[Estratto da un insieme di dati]
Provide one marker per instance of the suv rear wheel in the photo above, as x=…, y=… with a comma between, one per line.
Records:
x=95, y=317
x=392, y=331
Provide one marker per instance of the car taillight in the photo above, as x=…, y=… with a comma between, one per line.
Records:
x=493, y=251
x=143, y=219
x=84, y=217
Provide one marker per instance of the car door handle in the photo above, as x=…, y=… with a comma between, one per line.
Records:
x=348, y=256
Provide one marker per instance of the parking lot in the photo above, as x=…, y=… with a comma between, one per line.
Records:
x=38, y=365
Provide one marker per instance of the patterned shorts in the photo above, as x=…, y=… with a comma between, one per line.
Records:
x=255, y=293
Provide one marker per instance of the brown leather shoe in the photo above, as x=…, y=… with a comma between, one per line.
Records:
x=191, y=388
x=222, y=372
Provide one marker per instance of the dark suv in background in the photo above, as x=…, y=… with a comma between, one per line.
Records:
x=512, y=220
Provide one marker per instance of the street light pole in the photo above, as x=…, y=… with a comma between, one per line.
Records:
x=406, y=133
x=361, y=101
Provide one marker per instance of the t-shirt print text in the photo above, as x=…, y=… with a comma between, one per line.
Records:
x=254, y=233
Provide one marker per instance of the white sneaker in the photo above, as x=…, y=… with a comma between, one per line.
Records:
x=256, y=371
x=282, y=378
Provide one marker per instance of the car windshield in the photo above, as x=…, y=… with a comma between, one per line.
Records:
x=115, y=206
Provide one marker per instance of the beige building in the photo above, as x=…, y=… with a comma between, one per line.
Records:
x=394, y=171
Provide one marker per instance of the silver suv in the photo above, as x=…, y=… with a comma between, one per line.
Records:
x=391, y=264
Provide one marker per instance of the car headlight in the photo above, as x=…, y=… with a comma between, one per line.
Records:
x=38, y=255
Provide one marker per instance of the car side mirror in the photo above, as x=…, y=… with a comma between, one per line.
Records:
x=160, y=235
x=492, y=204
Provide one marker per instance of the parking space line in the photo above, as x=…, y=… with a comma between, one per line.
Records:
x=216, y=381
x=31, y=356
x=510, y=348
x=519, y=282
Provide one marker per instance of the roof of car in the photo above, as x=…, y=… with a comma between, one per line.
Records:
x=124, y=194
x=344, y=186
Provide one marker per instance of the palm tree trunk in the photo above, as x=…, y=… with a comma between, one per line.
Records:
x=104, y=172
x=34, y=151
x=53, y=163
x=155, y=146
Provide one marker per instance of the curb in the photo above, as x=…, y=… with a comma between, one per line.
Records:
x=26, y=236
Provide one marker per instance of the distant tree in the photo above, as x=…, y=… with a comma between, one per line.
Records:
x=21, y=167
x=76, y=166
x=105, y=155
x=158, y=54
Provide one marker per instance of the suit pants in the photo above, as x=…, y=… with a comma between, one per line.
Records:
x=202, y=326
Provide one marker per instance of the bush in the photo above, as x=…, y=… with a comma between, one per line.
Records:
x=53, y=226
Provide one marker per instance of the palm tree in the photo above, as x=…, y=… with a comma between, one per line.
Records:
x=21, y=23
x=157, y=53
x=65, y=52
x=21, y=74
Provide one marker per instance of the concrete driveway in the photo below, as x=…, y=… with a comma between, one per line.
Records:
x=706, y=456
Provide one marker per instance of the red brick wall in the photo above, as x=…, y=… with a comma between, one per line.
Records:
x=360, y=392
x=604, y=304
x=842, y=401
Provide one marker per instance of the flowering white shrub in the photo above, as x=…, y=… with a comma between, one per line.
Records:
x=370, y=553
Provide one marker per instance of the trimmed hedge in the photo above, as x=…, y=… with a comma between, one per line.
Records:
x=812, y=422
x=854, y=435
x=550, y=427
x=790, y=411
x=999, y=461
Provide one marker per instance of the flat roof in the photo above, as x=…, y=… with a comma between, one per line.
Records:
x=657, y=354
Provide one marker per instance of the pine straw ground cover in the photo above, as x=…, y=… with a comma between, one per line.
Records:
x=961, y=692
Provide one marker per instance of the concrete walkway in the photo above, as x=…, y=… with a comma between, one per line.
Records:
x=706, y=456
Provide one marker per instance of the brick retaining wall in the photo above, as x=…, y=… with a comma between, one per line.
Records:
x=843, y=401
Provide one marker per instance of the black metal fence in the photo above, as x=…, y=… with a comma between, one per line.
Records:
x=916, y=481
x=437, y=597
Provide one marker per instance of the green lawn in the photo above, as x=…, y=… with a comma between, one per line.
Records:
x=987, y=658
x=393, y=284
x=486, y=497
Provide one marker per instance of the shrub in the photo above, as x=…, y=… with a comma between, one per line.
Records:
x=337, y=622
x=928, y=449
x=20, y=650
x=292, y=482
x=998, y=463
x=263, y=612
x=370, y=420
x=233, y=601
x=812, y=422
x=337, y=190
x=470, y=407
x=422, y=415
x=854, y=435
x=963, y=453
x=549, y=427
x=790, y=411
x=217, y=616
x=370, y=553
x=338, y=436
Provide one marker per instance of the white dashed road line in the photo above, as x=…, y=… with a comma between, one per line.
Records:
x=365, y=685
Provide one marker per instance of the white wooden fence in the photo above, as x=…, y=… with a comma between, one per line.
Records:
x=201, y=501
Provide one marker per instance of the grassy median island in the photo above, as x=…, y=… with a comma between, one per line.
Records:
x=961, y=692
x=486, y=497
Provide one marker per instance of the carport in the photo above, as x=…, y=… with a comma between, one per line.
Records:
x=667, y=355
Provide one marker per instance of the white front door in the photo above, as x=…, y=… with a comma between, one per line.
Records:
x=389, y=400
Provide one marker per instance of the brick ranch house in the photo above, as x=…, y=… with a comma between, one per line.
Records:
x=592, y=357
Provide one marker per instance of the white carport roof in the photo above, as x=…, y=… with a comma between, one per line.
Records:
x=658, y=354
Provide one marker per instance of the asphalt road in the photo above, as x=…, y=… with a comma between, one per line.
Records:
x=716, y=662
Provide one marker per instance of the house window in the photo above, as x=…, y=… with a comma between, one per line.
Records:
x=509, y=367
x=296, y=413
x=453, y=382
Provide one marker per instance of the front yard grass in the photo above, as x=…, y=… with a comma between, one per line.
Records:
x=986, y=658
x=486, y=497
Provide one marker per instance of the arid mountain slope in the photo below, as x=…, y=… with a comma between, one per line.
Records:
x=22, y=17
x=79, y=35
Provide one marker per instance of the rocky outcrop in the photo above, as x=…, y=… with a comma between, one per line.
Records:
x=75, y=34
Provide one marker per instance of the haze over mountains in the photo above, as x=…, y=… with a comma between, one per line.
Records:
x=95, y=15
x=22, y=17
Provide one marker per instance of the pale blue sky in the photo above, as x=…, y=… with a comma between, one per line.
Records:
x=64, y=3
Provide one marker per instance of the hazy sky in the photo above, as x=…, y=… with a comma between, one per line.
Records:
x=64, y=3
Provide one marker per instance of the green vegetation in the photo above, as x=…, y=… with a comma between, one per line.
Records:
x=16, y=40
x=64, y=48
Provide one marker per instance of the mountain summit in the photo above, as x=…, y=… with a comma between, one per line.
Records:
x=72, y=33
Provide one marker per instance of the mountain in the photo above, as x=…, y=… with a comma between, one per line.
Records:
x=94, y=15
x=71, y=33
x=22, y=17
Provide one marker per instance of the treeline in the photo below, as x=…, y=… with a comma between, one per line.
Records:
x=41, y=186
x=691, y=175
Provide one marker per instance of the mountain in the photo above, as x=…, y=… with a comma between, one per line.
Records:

- _Obiettivo_
Riporti integralmente tutte le righe qui sopra, senza alcuna modifica.

- _Risultato del compito_
Provide one marker per instance of the suv rear wheel in the photo above, as x=…, y=… with a comma between, one per line.
Records:
x=95, y=317
x=392, y=331
Provide one marker per instance of the car taillight in the photo above, as x=…, y=… with a comma between, one per line.
Records:
x=493, y=251
x=143, y=219
x=84, y=217
Provide one marker per instance of the car door handle in the photo above, as x=…, y=… with a comma between, one per line.
Records:
x=348, y=256
Provide one marker per instance of the parking lot in the photo above, as x=…, y=… with a comma between, one per line.
Records:
x=38, y=365
Provide one marker per instance of the patterned shorts in the photo above, as x=…, y=… with a comma between, one per line.
Records:
x=255, y=293
Provide one marker per instance of the brown leather shoe in the photo above, as x=…, y=… with a comma between, one per line.
Records:
x=191, y=388
x=222, y=372
Provide one marker per instance of the dark suv in background in the photo above, as x=…, y=… with a comma between, one per line.
Records:
x=512, y=220
Provide one marker per instance of the street light pole in the photo above, as x=…, y=… with a comma between, one per line.
Records:
x=406, y=133
x=361, y=101
Provide one marker per instance of the t-shirt print text in the photo above, as x=…, y=… with a comma between, one per line.
Records:
x=254, y=233
Provide one marker per instance of the white sneaker in the photo above, as x=…, y=… with a comma between, one per line.
Records:
x=256, y=371
x=282, y=378
Provide one marker per instance of the car windshield in the photo above, as x=…, y=… with a comma between, one per line.
Records:
x=115, y=206
Provide one marker per instance of the beige building in the photo above, as x=…, y=… with a comma between, one per line.
Records:
x=394, y=171
Provide one marker per instance of the silver suv in the photo above, as x=…, y=… with a comma between, one per line.
Records:
x=391, y=264
Provide one marker per instance of the car headlight in the photo above, as x=…, y=… with a comma between, one per line.
Records:
x=38, y=255
Provide one marker per instance of the car side mirror in the photo above, as x=…, y=… with a comma between, one per line.
Records:
x=160, y=235
x=492, y=204
Provide one marker per instance of the parking space line in the photo above, as x=…, y=… with a comma between, one per line.
Records:
x=216, y=381
x=31, y=356
x=510, y=348
x=519, y=282
Provide one marker per instance of the roof of car in the photo above, as x=…, y=… with a comma between, one per line.
Records:
x=124, y=194
x=344, y=186
Provide one marker per instance of the palm tree trunk in the photo above, as x=…, y=… with a comma between, one per line.
Records:
x=104, y=172
x=34, y=151
x=53, y=163
x=155, y=146
Provide one marker per instance of the curb in the photo above, as x=…, y=… with a comma between, one per line.
Records:
x=26, y=236
Provide one marker per instance of the distant tree in the photo above, as x=…, y=… with a comma between, one per line.
Records:
x=21, y=167
x=76, y=166
x=105, y=155
x=158, y=54
Provide one marker per instance of the suit pants in the photo above, as x=…, y=… with a comma between, one per line.
Records:
x=202, y=326
Provide one marker per instance of the bush in the photo above, as x=…, y=… with a comma between, one per line.
Records:
x=53, y=226
Provide one marker per instance of the palm tree in the photo above, as x=…, y=… with a comma between, one per line.
Records:
x=21, y=23
x=157, y=53
x=65, y=52
x=21, y=74
Provide one marker per instance of the concrete driveway in the photo below, as x=…, y=… with a comma between, one per line.
Records:
x=706, y=456
Provide one marker per instance of the red brick wall in the photo above, as x=…, y=… with a comma between, one per line.
Records:
x=360, y=392
x=604, y=304
x=842, y=401
Provide one marker per instance of the flowering white shrub in the photo above, as x=…, y=… with a comma between, one per line.
Records:
x=370, y=553
Provide one marker per instance of the trimmed hedge in the photo above, as x=…, y=… with a comma between, one per line.
Records:
x=812, y=422
x=854, y=435
x=550, y=427
x=790, y=411
x=999, y=461
Provide one marker per instance of the flat roof in the photo above, as x=…, y=… with a comma between, one per line.
Records:
x=657, y=354
Provide one marker per instance of the pine straw ground cover in the photo above, as x=…, y=… with a comma between, one per line.
Records:
x=961, y=692
Provide one marker per instance of the concrete walkway in the photo above, as x=…, y=… with a comma between, one per line.
Records:
x=706, y=456
Provide one marker per instance of the brick retaining wall in the photo above, as x=…, y=… with a comma between, one per line.
Records:
x=843, y=401
Provide one marker per instance of the black metal fence in the photo above, as x=…, y=… with a comma between, one per line.
Records:
x=916, y=481
x=437, y=597
Provide one marker per instance of the green lawn in the photo above, as x=…, y=… with a comma between, one per line.
Records:
x=987, y=658
x=393, y=284
x=486, y=497
Provide one marker per instance of the shrub in the photo above, as x=…, y=… with a comma between, one per line.
Records:
x=337, y=622
x=928, y=449
x=20, y=650
x=292, y=482
x=998, y=463
x=263, y=612
x=370, y=420
x=233, y=601
x=812, y=422
x=337, y=190
x=470, y=407
x=422, y=415
x=854, y=435
x=963, y=453
x=549, y=427
x=790, y=411
x=217, y=616
x=370, y=553
x=338, y=436
Provide one marker per instance of the white dashed road line in the photo above, as x=…, y=… with a comma between, one per line.
Records:
x=365, y=685
Provide one marker per instance of the white wooden fence in the photo above, as x=…, y=… with a comma between, one per line.
Records:
x=201, y=501
Provide one marker per instance of the grassy median island in the photo above, as x=…, y=… with a comma between, one per line.
Records:
x=961, y=692
x=486, y=497
Provide one marker per instance of the carport in the photo above, as x=…, y=… with a comma between, one per line.
Records:
x=667, y=355
Provide one marker per instance of the white front door in the photo above, as x=…, y=… with a comma between, one per line.
Records:
x=389, y=400
Provide one marker per instance of the brick ranch house in the photo above, as x=…, y=… with a comma between, one per line.
Records:
x=592, y=357
Provide one marker per instance of the white carport roof in the photo above, as x=…, y=… with a comma between, one per line.
Records:
x=658, y=354
Provide one marker per instance of the asphalt road in the photo above, as x=…, y=… with a comma between, one per line.
Records:
x=716, y=662
Provide one marker per instance of the house window in the photo above, as x=…, y=… with a comma between, one per line.
Records:
x=509, y=367
x=296, y=413
x=453, y=382
Provide one marker per instance of the front yard grass in the photo above, as x=…, y=… with a comma between, one per line.
Records:
x=986, y=658
x=486, y=497
Provide one marker per instance of the arid mountain slope in the photo below, as x=…, y=… with a comma between, one per line.
Records:
x=22, y=17
x=79, y=35
Provide one marker per instance of the rocky outcrop in the photo above, as x=…, y=… with a comma between, one per line.
Records:
x=75, y=34
Provide one marker per instance of the haze over mountains in the photo above, as x=…, y=… with a comma between, one per line.
Records:
x=95, y=15
x=22, y=17
Provide one marker per instance of the pale blue sky in the photo above, as x=…, y=… with a comma between, one per line.
Records:
x=64, y=3
Provide one marker per instance of the hazy sky in the photo above, as x=…, y=… with a comma between, one per line.
Records:
x=64, y=3
Provide one marker per instance of the green vegetation in the photo above, as x=…, y=… with a comma between, one per line.
Records:
x=16, y=40
x=64, y=48
Provide one marker per instance of the mountain summit in the photo above, as x=…, y=… with a comma between, one per line.
Records:
x=72, y=33
Provide one marker per instance of the mountain in the photo above, as x=…, y=… with a comma between, one per line.
Records:
x=94, y=15
x=71, y=33
x=22, y=17
Provide one marker per instance of the treeline in the photo below, as x=…, y=… with a comma between, one per line.
Records:
x=41, y=186
x=691, y=175
Provide one marker per instance of the mountain in the photo above, as x=…, y=… with a comma between, one per line.
Records:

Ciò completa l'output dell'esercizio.